[[ Text section open ]]

But he was okay with that and there was also tremendous honesty, integrity, forgiveness and love.
As children, we never knew that tragedy hit when he lost an infant son in 1959. But we understood tragedy when he lost his wife, Jeanne, in 1964. My father devoted all his free time to care for us over the next five years, and he was so grateful to his parents and his sister for welcoming into their home.
The year after my mother die, he worked so hard to help with our homework, and I’ll never forget my first book report the first October that followed. A good cover was part of the grade and he took me down to the basement and sawed away at plywood and added hinges and we glued a piece of driftwood on that and a little plastic dog. It was early helicopter parenting.
In November 1969, he married beautiful Pat, the only woman I have met whose energy matched his own. These two fearless people who had each lost a spouse took the giant step of combining their families, seven children in all. There was so much planning, joy and anticipation as they built a new home together. That year was the first season for the Brady Bunch, a time of huge transition in our country’s history.
We were living a story, the American dream, and both our parents prepared us well for the many transitions to follow. Seven children heading off for higher education despite recessions and job changes. My dad was happy and innovative during his last job at the old Kane Hospital until retirement, all the while enjoying his hobby of collecting old clocks and watches.
Over the years we heard him describe the many accomplishments of his seven children and ten grandchildren with glee and pride, never directly to any of us. At one time Mark couldn’t help but wonder if our dad only boasted about the other six children. But then one night Mark joined my father’s pals at the Martinique Lounge, where in later years my father stopped each night after work. The crew there had heard all our stories, many times over, and Mark listened and knew how much my Dad had loved him.
My dad was strong in so many ways. And his strength endured to meet his first great grandchild, dear little Penelope Jay, on July 19 of this year.
We realized how rich our lives were in 2009 when we gathered at Terri’s home in North Carolina to celebrate their 40th anniversary and how far we had all come since the late 1960s.

[[ Text section closed ]]
[[ Information provided open ]]

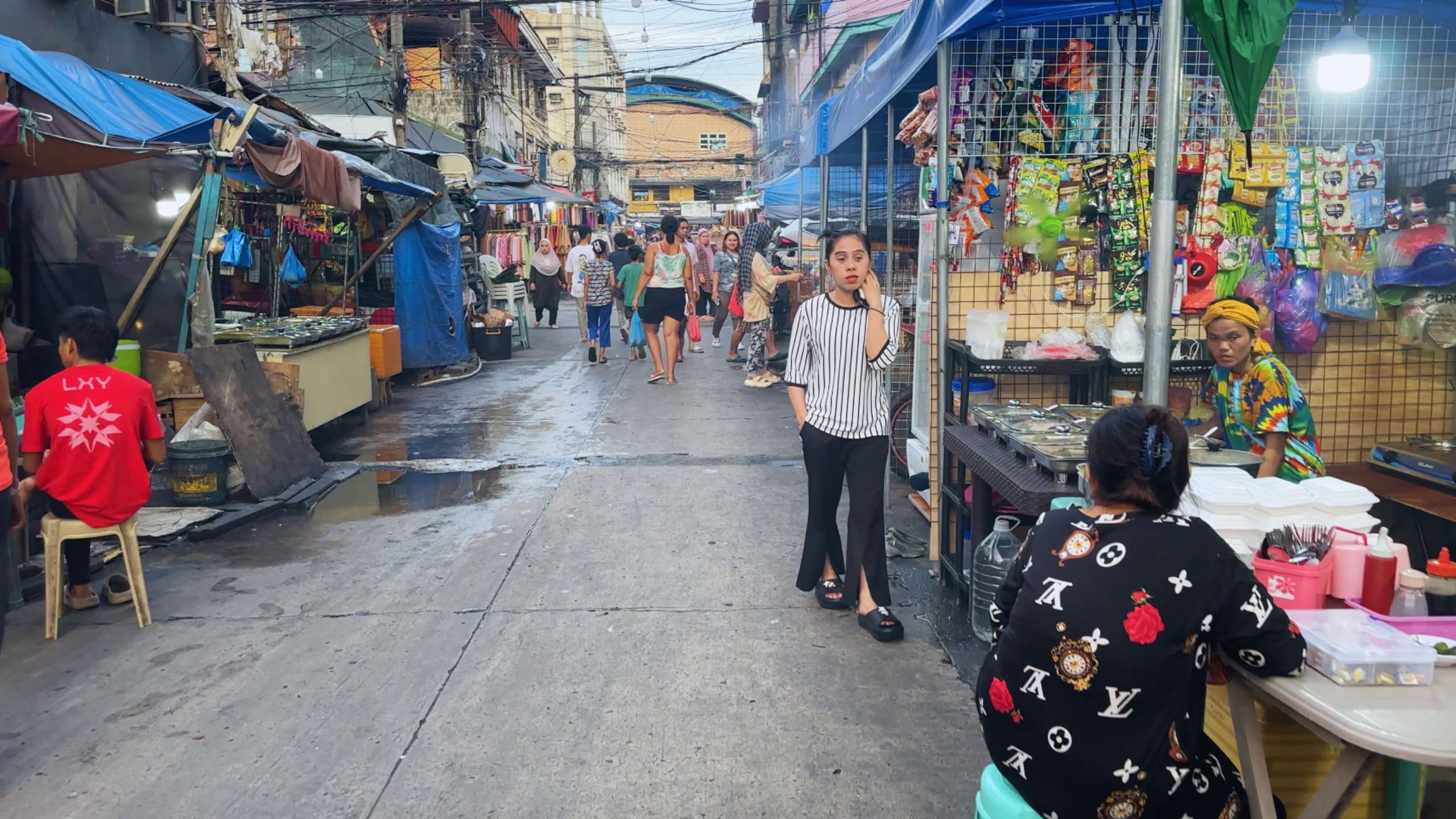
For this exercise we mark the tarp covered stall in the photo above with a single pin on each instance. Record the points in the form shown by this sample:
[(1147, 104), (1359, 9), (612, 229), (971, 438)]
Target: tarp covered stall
[(428, 296), (111, 105), (71, 245)]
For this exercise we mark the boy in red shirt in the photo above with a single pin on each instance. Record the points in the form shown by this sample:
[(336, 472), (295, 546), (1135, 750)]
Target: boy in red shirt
[(95, 421)]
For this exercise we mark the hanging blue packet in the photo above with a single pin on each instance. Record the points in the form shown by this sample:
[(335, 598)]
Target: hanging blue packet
[(238, 250), (292, 271)]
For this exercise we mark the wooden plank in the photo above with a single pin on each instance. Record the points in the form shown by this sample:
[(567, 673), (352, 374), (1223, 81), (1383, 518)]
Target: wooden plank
[(268, 439), (171, 377), (233, 518)]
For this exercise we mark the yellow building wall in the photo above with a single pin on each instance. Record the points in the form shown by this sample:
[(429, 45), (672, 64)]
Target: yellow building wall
[(673, 130)]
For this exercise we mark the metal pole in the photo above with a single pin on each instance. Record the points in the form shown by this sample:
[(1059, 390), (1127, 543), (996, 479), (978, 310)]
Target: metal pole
[(823, 196), (1161, 244), (890, 197), (864, 178)]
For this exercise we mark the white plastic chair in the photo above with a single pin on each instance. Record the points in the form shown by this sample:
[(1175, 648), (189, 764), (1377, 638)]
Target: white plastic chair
[(513, 297)]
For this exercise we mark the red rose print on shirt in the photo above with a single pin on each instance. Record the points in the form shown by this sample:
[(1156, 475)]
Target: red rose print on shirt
[(1143, 623), (1002, 701)]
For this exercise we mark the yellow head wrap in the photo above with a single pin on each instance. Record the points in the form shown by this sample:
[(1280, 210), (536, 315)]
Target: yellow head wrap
[(1239, 312)]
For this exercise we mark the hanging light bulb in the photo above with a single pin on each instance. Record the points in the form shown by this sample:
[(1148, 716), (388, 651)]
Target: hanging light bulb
[(1345, 63)]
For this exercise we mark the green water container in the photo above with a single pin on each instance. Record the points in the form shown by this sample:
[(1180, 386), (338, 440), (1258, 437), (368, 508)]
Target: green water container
[(129, 358)]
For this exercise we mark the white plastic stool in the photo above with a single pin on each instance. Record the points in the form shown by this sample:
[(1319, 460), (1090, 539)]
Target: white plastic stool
[(56, 531)]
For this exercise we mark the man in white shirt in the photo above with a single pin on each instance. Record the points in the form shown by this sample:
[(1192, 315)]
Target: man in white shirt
[(580, 255)]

[[ Information provided closed ]]

#### [Questions]
1. Transcribe the stretch of the passage about the father from "But he was okay" through "early helicopter parenting.".
2. Pick up the passage about the father after its last sentence and carry it forward.

#### [Answers by item]
1.
But he was okay with that and there was also tremendous honesty, integrity, forgiveness and love.
As children, we never knew that tragedy hit when he lost an infant son in 1959. But we understood tragedy when he lost his wife, Jeanne, in 1964. My father devoted all his free time to care for us over the next five years, and he was so grateful to his parents and his sister for welcoming into their home.
The year after my mother die, he worked so hard to help with our homework, and I’ll never forget my first book report the first October that followed. A good cover was part of the grade and he took me down to the basement and sawed away at plywood and added hinges and we glued a piece of driftwood on that and a little plastic dog. It was early helicopter parenting.

2.
Admiration for my father has deepened since 2012 when he went to the hospital with severe pain and waited weeks before the doctors informed him that he had colon cancer and needed an operation. He was courageous through the illness and rehabilitation, never complaining or expressing bitterness. All he said was that he looked forward to returning to his home, getting back to Pat’s cooking and sitting in his favorite spot in the back yard to watch deer, rabbits, and a squirrel he had trained with peanuts.
My father had the chance to celebrate Father’s Day twice this year, once with Vince and his family. Then he was sent to the hospital and came home to celebrate again with a dinner that included my husband, me and his sister Betty.
On Father’s Day he was tired, but content and nostalgic, grateful for Pat’s love and care and a chance to share favorite memories with a cherished sister.
|Attending Yale College graduation party for grandson|
A few days later, he entered the hospital once again and he realized that he would not return home again. Again, he did not complain. Instead, he told stories of home and it became clear that he was reliving so many memories and relishing old friendships and childhood antics once again – one of the last memories he described to me was of friends in Crafton, daring one another to take a shortcut through a railroad tunnel in the neighborhood, racing along the tracks through the darkness to beat a shrieking whistle and make it to the other side before the train came roaring through.
And he marveled how much time had passed. More than once while in the hospital, he took my hand, impressing me with me how complex life is – his words – and how short and how happy and thankful he was to return home from all his adventures.
Dad I’m so proud of you. We love you and you will always be in our hearts.